■ **Problem description**: Edit the data below by changing every "with a pin" to "with a marker". Leave all other text as it is.
-- BEGIN --
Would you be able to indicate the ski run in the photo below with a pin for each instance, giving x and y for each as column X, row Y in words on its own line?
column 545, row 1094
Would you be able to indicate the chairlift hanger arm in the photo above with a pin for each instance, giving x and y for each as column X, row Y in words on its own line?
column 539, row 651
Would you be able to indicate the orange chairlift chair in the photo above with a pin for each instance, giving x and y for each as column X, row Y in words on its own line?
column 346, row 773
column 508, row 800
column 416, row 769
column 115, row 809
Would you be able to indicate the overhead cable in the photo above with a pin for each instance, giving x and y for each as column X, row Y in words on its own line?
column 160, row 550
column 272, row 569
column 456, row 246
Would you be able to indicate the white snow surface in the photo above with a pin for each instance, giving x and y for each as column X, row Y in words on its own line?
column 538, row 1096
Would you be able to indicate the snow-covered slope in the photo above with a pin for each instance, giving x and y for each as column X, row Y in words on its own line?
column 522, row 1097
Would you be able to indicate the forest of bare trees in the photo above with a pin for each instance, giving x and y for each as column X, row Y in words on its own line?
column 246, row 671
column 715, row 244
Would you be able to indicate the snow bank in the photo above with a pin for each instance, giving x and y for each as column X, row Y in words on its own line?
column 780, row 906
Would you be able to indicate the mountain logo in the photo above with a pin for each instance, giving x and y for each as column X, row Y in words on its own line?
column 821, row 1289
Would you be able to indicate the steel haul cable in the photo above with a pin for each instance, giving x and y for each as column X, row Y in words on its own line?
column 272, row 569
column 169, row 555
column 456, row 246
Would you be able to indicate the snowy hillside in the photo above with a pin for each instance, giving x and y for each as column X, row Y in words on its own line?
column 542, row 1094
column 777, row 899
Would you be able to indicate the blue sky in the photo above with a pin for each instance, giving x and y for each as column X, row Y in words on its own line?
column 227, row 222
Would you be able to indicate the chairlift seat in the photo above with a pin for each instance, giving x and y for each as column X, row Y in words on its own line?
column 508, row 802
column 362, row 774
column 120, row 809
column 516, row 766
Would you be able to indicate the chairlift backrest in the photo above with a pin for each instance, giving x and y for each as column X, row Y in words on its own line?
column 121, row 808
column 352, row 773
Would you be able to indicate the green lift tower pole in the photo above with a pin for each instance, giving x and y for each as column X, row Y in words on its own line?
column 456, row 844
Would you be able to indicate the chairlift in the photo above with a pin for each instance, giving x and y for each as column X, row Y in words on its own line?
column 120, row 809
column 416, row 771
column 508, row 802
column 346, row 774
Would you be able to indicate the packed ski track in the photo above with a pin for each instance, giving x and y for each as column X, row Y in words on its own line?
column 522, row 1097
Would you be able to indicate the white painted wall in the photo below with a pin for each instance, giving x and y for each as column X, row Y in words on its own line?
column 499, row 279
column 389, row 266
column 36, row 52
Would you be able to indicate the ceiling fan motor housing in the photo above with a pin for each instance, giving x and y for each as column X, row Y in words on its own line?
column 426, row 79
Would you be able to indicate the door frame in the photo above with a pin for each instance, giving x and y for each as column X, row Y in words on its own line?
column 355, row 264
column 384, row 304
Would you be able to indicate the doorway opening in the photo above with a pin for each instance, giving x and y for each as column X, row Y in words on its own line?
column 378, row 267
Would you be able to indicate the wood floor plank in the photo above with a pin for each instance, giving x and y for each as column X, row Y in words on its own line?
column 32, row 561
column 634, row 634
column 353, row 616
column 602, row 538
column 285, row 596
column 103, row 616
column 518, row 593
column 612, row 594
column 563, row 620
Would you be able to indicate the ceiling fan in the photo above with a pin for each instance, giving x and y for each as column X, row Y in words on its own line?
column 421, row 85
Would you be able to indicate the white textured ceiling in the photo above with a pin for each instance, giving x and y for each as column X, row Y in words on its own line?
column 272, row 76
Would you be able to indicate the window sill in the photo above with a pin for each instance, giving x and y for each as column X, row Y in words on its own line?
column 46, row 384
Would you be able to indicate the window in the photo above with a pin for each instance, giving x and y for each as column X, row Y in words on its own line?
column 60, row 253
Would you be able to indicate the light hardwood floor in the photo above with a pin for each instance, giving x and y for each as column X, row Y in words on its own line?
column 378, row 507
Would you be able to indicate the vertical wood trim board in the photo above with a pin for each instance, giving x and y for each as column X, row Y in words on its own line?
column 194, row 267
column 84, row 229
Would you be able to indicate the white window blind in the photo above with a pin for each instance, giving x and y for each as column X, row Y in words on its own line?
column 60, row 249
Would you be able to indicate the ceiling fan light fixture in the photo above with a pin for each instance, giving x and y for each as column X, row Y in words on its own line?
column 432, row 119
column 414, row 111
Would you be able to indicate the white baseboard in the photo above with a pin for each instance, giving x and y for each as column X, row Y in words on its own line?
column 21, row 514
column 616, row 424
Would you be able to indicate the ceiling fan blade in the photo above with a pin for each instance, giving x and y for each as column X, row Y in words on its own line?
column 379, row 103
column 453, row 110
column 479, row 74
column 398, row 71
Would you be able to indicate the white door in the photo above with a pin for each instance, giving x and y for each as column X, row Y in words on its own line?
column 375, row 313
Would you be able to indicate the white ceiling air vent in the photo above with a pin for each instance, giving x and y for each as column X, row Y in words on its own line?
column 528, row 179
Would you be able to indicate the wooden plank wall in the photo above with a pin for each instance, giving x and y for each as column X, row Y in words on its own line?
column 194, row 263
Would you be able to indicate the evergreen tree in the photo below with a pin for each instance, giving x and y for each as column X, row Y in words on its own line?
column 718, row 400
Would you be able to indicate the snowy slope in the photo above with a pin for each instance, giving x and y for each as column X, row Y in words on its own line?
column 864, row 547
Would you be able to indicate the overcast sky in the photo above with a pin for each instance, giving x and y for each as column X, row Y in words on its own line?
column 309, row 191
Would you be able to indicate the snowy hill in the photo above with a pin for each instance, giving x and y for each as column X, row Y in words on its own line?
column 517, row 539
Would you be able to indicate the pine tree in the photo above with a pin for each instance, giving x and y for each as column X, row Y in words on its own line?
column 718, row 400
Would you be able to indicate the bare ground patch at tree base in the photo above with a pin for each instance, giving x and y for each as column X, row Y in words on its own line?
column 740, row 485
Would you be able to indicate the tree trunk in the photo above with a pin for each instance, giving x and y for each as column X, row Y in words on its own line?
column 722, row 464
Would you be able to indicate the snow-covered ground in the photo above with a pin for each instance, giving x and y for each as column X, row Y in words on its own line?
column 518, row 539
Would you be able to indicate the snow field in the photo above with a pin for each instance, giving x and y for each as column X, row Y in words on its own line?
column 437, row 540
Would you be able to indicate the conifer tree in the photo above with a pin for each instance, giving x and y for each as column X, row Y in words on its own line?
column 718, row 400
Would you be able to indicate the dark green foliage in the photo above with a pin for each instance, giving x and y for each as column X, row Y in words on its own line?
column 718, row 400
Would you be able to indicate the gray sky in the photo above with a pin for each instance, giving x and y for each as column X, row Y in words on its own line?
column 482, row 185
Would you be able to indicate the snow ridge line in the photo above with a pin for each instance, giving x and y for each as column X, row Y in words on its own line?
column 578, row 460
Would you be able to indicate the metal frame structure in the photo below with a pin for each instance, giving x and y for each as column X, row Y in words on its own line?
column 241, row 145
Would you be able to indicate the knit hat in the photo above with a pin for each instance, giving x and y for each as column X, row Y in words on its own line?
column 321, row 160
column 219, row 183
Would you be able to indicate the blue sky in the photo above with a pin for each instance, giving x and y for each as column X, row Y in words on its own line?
-- END --
■ **Solution to the problem**:
Would you be able to indicate the ski run in the photo below with a marker for each instance, giving x and y for each as column X, row Y in words on its own line?
column 545, row 1094
Would you be able to indicate the chairlift hanger arm in the photo above with a marker for each instance, giving x and y for each as column X, row Y in words on its own line?
column 539, row 651
Would you be able to indicate the orange chairlift chair in the photo above with a marker for each instance, giving x and y for each as column X, row Y in words on its own line?
column 346, row 773
column 508, row 800
column 416, row 769
column 115, row 809
Would you be able to indicate the overhead cable in the photo above with a marker for each instance, giving x and y for each as column X, row Y in words on its own line?
column 160, row 550
column 272, row 569
column 456, row 246
Would you be able to indicate the white snow surface in the photo above with a marker for each instance, giving x and y for each as column X, row Y in words on its own line?
column 538, row 1096
Would you be able to indicate the snow-covered slope in the photo above with a marker for each instance, giving x and y for each as column X, row Y in words on its own line?
column 522, row 1097
Would you be able to indicate the forest of bare trees in the photo above with a marker for each instance, giving x and y for each as column X, row Y in words on its own line?
column 246, row 671
column 715, row 244
Would you be able to indicate the snow bank in the photo above with a marker for each instance, giving x and y for each as column X, row Y in words on its own line?
column 780, row 906
Would you be able to indicate the mountain logo in the photo above with a marker for each instance, giving x and y for each as column X, row Y in words on its own line?
column 821, row 1289
Would you be able to indicate the steel haul cable in the photo above with a marker for each instance, giving x and y for each as column X, row Y in words on its own line?
column 272, row 569
column 169, row 555
column 456, row 246
Would you be able to indicate the snowy hillside in the photo above with a marker for each instance, giving x and y for each as column X, row Y in words on its own line?
column 542, row 1094
column 777, row 899
Would you be able to indicate the blue sky in the photo above with a marker for each instance, giving x and y for each as column X, row Y in words on its own line?
column 227, row 222
Would you be able to indicate the chairlift seat in the photo above with a marker for each instance, giving x and y for each as column X, row Y in words on its own line?
column 508, row 802
column 362, row 774
column 120, row 809
column 516, row 766
Would you be able to indicate the chairlift backrest in the photo above with a marker for each instance, giving x and y for each as column X, row Y in words on its own line?
column 121, row 808
column 352, row 773
Would you be able to indicate the green lift tower pole in the photo above with a marker for each instance, giving x and y for each as column X, row Y in words on its own line?
column 456, row 844
Would you be able to indicate the chairlift in the photo above with a marker for each instance, giving x and y for each as column X, row Y in words on its own line?
column 120, row 809
column 416, row 771
column 508, row 802
column 346, row 774
Would you be able to indicate the packed ski track in the photo above with a marker for each instance, giving x and y for each as column X, row Y in words on its own line?
column 522, row 1097
Would you be able to indicate the white painted wall in the photo below with a marker for each instance, giving x and y for each as column X, row Y in words on its own line?
column 499, row 279
column 389, row 266
column 36, row 52
Would you be able to indicate the ceiling fan motor housing in the photo above with a marker for each instance, giving x and y for each as column X, row Y in words on its own line?
column 426, row 79
Would you be able to indicate the door frame in the photo above with a marker for each instance, giving x and y for each as column X, row Y in words on its own line?
column 355, row 264
column 384, row 304
Would you be able to indicate the doorway opening in the photo above with a marker for each instance, giving x and y for each as column X, row Y in words on its own line?
column 378, row 267
Would you be able to indicate the wood floor plank in the photo above with a marker for each instance, giving x and y for each as column X, row Y in words on its own line?
column 32, row 561
column 634, row 634
column 353, row 616
column 602, row 538
column 285, row 596
column 103, row 616
column 518, row 593
column 612, row 594
column 563, row 620
Would you be able to indicate the ceiling fan in the photo above with a marker for each instance, giving x and y for each as column X, row Y in words on its own line?
column 421, row 85
Would you be able to indicate the white textured ceiling in the photo above with a marker for each instance, giving x and y for each as column X, row Y in words on its own line?
column 272, row 76
Would you be able to indicate the window sill in the photo above with a marker for each instance, giving x and y for each as column X, row Y in words on its own line?
column 46, row 384
Would you be able to indicate the window in the photo above with a marker for each instance, giving x and y for each as column X, row Y in words on its own line?
column 60, row 253
Would you be able to indicate the light hardwood floor in the photo above with a marker for each instance, giving x and y for each as column X, row Y in words on its own line?
column 378, row 507
Would you be able to indicate the vertical wood trim board in the photo above with a marker for each instance, giving x and y for each as column X, row Y in words on its own line?
column 194, row 267
column 84, row 229
Would you be able to indicate the white window blind in the photo above with a marker for each instance, giving x and y for each as column X, row Y in words on its own line?
column 60, row 249
Would you be able to indicate the ceiling fan light fixture in the photo above with a marker for each instance, giving x and y for each as column X, row Y in words on its own line?
column 432, row 119
column 414, row 111
Would you be able to indicate the white baseboard in the photo above with a marker for each instance, giving x and y for each as column X, row Y in words on its own line?
column 21, row 514
column 616, row 424
Would you be able to indicate the ceiling fan blade in the photo above with a marker for each instance, giving x and y for each as column X, row Y in words on its own line?
column 379, row 103
column 453, row 110
column 479, row 74
column 398, row 71
Would you be able to indicate the white door in the photo above with a marker for each instance, giving x and y for each as column X, row Y in words on its own line?
column 375, row 313
Would you be able to indicate the white ceiling air vent in the photo above with a marker for each instance, giving x and y for each as column X, row Y in words on its own line?
column 528, row 179
Would you be able to indicate the wooden plank wall in the photo above with a marker for each instance, giving x and y for each as column X, row Y in words on its own line?
column 194, row 263
Would you be able to indicate the evergreen tree in the photo below with a marker for each instance, giving x and y for each as column X, row Y in words on its own line?
column 718, row 400
Would you be able to indicate the snowy slope in the photo above with a marker for each instance, giving x and y for each as column X, row Y in words on its own line?
column 864, row 547
Would you be able to indicate the overcast sky in the photo above with a marker for each instance, giving x and y for each as column X, row Y in words on its own line?
column 309, row 191
Would you be able to indicate the snowy hill in the photo above with a marker for each instance, giving x and y for each as column X, row Y in words on its own line?
column 517, row 539
Would you be able to indicate the pine tree in the photo above with a marker for each instance, giving x and y for each as column X, row Y in words on its own line?
column 718, row 400
Would you be able to indicate the bare ground patch at tree base in the photo above with a marker for each instance, giving x and y for each as column X, row Y in words on its own line?
column 740, row 485
Would you be able to indicate the tree trunk in the photo above with a marker for each instance, giving x and y for each as column X, row Y in words on its own line?
column 722, row 464
Would you be able to indicate the snow-covered ground in the photo above with a marker for each instance, giving x and y for each as column X, row Y in words on its own line?
column 518, row 539
Would you be able to indicate the snow field in the photo above with a marker for each instance, giving x and y for each as column X, row Y in words on its own line?
column 437, row 540
Would you be able to indicate the conifer tree in the photo above with a marker for each instance, giving x and y for each as column X, row Y in words on its own line?
column 718, row 400
Would you be able to indicate the dark green foliage in the photo above with a marker for each instance, giving x and y for each as column X, row Y in words on its own line?
column 718, row 400
Would you be able to indicate the gray sky in the photo above with a marker for each instance, giving x and y for each as column X, row Y in words on its own line?
column 482, row 185
Would you be able to indicate the snow ridge line in the photo above with a marker for each instance, giving x and y for each as column X, row Y in words on its own line?
column 578, row 460
Would you be able to indicate the metal frame structure in the photo below with a marker for each instance, giving x and y for each as column X, row Y in words on its own line?
column 241, row 145
Would you be able to indicate the knit hat in the photo above with a marker for each instance, giving x and y for each as column X, row Y in words on its own line?
column 321, row 160
column 219, row 183
Would you be able to indicate the blue sky in the photo above with a marker for each instance, giving x and y for each as column X, row Y in words on its own line?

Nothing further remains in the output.